● TASK INSTRUCTIONS
From the line that contains "spire shown in this photo, matching this sample?" to the final line of the entries, return every line exactly and leave out all others.

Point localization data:
^^^^^^^^^^^^^^^^
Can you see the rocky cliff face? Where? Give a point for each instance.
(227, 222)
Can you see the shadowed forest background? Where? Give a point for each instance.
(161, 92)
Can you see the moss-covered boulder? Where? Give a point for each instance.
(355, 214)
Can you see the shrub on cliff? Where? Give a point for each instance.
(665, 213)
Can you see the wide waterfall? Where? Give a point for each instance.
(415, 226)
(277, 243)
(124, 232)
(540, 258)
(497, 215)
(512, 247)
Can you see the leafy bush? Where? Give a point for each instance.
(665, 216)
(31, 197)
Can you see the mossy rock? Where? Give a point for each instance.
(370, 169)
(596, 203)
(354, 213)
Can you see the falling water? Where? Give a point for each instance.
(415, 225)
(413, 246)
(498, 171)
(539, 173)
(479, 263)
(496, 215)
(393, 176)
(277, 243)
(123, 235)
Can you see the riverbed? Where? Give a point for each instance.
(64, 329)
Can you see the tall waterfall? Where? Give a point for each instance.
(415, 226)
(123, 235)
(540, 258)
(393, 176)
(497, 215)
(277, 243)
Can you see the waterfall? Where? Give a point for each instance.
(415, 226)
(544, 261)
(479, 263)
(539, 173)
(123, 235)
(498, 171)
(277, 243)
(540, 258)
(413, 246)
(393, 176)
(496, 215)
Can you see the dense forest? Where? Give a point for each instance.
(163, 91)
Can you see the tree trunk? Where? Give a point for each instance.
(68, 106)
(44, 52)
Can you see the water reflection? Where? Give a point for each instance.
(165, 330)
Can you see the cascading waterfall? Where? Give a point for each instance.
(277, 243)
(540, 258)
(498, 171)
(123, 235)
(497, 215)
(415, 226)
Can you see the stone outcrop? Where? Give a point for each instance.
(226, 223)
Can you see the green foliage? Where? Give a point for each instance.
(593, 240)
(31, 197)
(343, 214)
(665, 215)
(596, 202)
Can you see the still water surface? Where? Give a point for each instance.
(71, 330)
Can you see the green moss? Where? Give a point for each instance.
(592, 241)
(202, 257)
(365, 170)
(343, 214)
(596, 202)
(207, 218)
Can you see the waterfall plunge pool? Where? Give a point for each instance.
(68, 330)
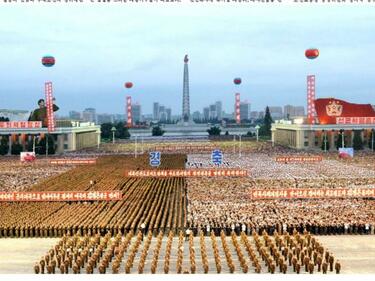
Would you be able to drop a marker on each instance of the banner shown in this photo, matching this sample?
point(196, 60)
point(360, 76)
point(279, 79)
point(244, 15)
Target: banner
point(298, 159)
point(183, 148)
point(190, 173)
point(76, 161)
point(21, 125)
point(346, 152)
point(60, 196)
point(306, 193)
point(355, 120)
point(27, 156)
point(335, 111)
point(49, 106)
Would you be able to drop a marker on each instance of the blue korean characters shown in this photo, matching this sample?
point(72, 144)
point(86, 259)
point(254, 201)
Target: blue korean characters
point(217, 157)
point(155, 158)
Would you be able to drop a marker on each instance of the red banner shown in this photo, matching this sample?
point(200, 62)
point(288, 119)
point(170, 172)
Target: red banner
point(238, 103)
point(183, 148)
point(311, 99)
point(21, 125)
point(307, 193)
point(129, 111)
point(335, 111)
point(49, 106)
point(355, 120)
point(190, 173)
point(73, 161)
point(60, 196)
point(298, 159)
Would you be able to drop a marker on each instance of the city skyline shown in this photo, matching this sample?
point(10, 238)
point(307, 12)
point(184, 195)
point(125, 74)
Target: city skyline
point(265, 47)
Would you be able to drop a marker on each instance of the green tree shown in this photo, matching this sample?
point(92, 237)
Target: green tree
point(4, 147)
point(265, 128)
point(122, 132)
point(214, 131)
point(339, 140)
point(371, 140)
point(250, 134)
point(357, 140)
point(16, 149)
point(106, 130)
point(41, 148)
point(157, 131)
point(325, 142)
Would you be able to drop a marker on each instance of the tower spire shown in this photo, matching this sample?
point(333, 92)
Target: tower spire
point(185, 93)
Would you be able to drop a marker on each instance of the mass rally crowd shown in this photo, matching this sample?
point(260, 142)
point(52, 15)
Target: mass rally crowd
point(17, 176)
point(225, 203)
^^^^^^^^^^^^^^^^
● RESULT FOR THIS TASK
Would you be able to drop a marker on each instance of the tower spire shown in this photo, matching this sample?
point(333, 92)
Target: tower spire
point(185, 93)
Would you be able to drop a marker on each instance of the mass rally crowd shown in this photo, matching this sample?
point(260, 142)
point(52, 15)
Target: mass rally crowd
point(17, 176)
point(225, 203)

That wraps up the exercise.